Though many student athletes are excited to squeeze in their long-delayed seasons, many find balancing sports and academics tougher than ever


Mackenize Sroka

Students who have waited patiently for COVID to loosen its grip are excited to start their athletic seasons. But is the combination of short seasons and new learning schedules too much for them?

Madison Harvey, Staff Writer

A student athlete returns home from her volleyball game to a messy bedroom and piles of homework. She sighs in defeat, already exhausted, but has to push through. As the clock races into morning hours, her exhaustion catches up to her and she falls asleep at her desk. Her assignments aren’t done, her room is still a mess, and the next school day rapidly approaches. 

The 2020-21 school year has been anything but normal, and this year’s high school sports seasons reflect this perfectly. Football and volleyball in the spring, as well as wrestling over the summer, are just a few examples of this. Not only were the seasons moved, but they were shortened to fit everything into one half of the school year. 

“COVID seasons,” as many are calling them, feature little time to prepare for the season, and some teams play up to four games in a single week. Heavy competition in a short time affects the athletes in more ways than one. MCHS Sophomore Emily Meyer, thinking back on her basketball season, says, “I tried prioritizing my grades first, then the sport, but at times that was difficult because of the busy schedule.” 

Student athletes are no stranger to busy schedules as they juggle high school sports, club sports, schoolwork, and attempt to have a social life all at once. However, this dramatic increase in events is a difficult adjustment. 

“I had to miss a lot of volleyball practices and a couple of tournaments because of basketball,” freshman Erin Nothdorf explains. She plays club volleyball in addition to volleyball and basketball with MCHS. Nothdorf says she also missed out on a lot of other activities to be able to compete.

§ **Records supplied**
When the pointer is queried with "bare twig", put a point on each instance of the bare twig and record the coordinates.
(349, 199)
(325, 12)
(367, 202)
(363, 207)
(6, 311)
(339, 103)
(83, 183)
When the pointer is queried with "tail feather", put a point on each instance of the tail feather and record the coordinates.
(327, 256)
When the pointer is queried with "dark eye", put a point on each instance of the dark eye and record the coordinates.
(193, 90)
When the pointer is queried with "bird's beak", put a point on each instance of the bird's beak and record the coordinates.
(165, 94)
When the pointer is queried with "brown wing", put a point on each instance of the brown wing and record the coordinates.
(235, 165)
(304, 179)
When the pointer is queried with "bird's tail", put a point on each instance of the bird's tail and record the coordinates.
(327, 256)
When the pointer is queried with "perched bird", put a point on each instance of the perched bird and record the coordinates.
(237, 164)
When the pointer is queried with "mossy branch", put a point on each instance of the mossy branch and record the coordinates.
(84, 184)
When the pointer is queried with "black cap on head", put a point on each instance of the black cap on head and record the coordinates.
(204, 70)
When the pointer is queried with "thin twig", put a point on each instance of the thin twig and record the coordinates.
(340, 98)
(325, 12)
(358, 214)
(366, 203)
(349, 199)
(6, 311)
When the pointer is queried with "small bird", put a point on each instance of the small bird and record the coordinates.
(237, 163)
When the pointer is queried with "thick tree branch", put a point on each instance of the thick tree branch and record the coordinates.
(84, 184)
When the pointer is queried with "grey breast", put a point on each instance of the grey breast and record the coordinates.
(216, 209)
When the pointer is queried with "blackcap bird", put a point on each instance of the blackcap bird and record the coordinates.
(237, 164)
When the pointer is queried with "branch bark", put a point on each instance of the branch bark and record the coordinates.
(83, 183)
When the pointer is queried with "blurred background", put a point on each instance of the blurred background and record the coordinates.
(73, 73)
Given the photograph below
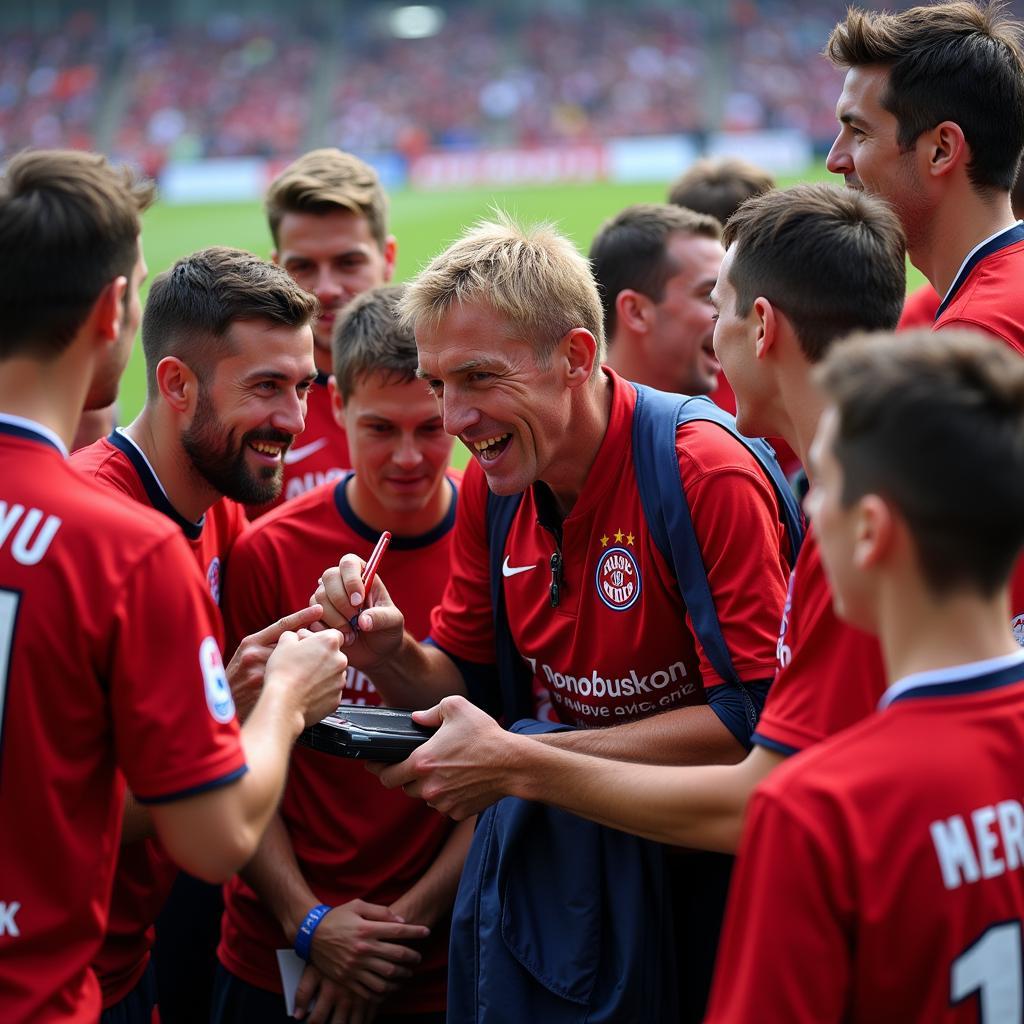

§ **Questions to answer**
1) In the article on student athletes and COVID-shortened seasons, reproduce verbatim the stretch from "Mackenize Sroka" through "day rapidly approaches.".
2) According to the article on student athletes, how many games do some teams play in a single week during "COVID seasons"?
3) Write the next part of the article on student athletes balancing sports and academics, picking up after its final sentence.

§ **Expected results**
1)
Mackenize Sroka

Students who have waited patiently for COVID to loosen its grip are excited to start their athletic seasons. But is the combination of short seasons and new learning schedules too much for them?

Madison Harvey, Staff Writer

A student athlete returns home from her volleyball game to a messy bedroom and piles of homework. She sighs in defeat, already exhausted, but has to push through. As the clock races into morning hours, her exhaustion catches up to her and she falls asleep at her desk. Her assignments aren’t done, her room is still a mess, and the next school day rapidly approaches.

2) Up to four games.

3)
Both Meyer and Nothdorf admitted that they felt incredibly tired at many points during the season. While student athletes were training large amounts, a new question arises — are they actually overworked or are they just under-recovered?

Throughout the seasons, Dr. John Beerbower has noticed patterns with his athletes. “I’m here providing resources and opportunities to get better in our facility and try to manage that time I see them, but if they’re supplementing that with a whole bunch of other stuff … you have to put all that together and realize how much rest you’re giving yourself.” 

As the Director of Strength and Conditioning at MCHS, Beerbower is always asking the difficult questions to help his athletes become the best versions of themselves. He pays close attention to their well-being, but worries that the athletes don’t always take the time to consider their condition. Beerbower encourages the athletes to find balance in this year’s hectic seasons because they will fly by.

“It moved by very quickly and it seemed like as soon as it started it was over,” Nothdorf reveals. Though it was difficult at times, her experience with the shortened season was generally positive. 

The modified 2020-21 sports seasons have taxed students athletes physically, socially, and mentally. But it also has pushed these students towards becoming better athletes and students. As they work to juggle school work, games, practices, and socialization, many have found an oddly positive outcome that they weren’t expecting.